# [Information supplied]
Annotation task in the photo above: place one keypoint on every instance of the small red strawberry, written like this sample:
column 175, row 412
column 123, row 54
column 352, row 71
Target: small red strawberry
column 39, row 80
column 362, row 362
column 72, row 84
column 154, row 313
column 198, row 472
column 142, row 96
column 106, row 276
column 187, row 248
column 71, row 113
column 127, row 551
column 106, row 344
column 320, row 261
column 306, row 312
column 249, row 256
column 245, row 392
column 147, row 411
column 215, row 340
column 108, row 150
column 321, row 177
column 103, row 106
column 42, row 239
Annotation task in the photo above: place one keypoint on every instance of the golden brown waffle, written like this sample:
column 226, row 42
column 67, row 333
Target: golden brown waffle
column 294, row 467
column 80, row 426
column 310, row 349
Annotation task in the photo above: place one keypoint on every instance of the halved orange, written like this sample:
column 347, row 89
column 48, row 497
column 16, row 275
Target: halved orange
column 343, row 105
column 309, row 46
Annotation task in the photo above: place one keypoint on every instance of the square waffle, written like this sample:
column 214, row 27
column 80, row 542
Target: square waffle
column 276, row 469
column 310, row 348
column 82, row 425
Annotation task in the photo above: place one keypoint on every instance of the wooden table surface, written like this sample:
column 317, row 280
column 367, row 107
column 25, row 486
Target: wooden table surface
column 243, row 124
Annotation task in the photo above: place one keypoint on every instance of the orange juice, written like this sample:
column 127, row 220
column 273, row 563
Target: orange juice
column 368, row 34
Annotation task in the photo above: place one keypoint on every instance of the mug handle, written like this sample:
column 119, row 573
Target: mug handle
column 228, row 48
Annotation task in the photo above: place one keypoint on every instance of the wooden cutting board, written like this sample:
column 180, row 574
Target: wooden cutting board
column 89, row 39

==

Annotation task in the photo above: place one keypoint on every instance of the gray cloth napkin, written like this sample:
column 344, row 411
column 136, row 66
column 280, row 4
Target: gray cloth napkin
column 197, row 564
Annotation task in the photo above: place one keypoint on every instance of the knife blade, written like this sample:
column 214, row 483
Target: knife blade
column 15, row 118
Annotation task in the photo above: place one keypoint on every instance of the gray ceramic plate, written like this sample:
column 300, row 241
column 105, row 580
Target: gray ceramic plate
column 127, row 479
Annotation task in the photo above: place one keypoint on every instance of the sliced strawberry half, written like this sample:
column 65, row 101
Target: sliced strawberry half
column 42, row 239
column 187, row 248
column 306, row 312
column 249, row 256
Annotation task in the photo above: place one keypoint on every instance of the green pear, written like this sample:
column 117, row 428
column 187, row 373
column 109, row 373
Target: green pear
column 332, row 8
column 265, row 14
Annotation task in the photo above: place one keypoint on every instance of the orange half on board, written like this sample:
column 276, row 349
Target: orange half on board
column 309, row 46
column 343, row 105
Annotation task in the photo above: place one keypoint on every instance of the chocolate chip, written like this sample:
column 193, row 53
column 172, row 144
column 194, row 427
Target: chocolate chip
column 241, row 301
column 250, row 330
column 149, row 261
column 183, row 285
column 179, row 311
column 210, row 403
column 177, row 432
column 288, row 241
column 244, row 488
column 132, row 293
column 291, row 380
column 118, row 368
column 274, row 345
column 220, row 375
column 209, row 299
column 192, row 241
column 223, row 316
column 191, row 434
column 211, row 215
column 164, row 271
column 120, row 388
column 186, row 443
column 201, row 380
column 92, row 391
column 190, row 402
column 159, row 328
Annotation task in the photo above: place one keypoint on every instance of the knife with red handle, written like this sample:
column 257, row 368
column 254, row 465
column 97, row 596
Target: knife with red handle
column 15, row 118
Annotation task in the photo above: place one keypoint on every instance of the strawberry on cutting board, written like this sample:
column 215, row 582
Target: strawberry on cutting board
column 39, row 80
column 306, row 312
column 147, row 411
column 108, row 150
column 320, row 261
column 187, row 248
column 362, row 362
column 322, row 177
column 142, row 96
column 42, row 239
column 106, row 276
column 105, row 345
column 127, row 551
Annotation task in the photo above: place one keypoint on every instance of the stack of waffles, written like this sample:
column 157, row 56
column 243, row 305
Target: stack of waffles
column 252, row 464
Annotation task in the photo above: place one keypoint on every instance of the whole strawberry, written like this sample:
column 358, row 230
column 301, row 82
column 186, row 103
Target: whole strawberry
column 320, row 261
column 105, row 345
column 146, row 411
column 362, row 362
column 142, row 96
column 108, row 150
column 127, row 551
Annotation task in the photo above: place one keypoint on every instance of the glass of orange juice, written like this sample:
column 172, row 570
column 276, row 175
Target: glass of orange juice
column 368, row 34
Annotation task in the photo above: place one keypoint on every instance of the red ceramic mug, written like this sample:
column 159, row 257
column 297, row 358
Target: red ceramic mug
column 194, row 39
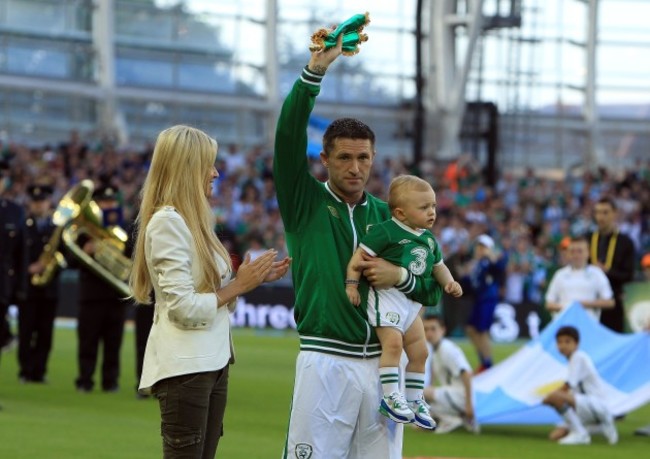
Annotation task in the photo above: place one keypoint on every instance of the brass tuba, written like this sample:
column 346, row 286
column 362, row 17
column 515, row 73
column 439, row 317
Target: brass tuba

# [Task to carry out]
Work out how many lines in the data contain "brass" and state that number with nothing added.

# [Reply to the exercise]
2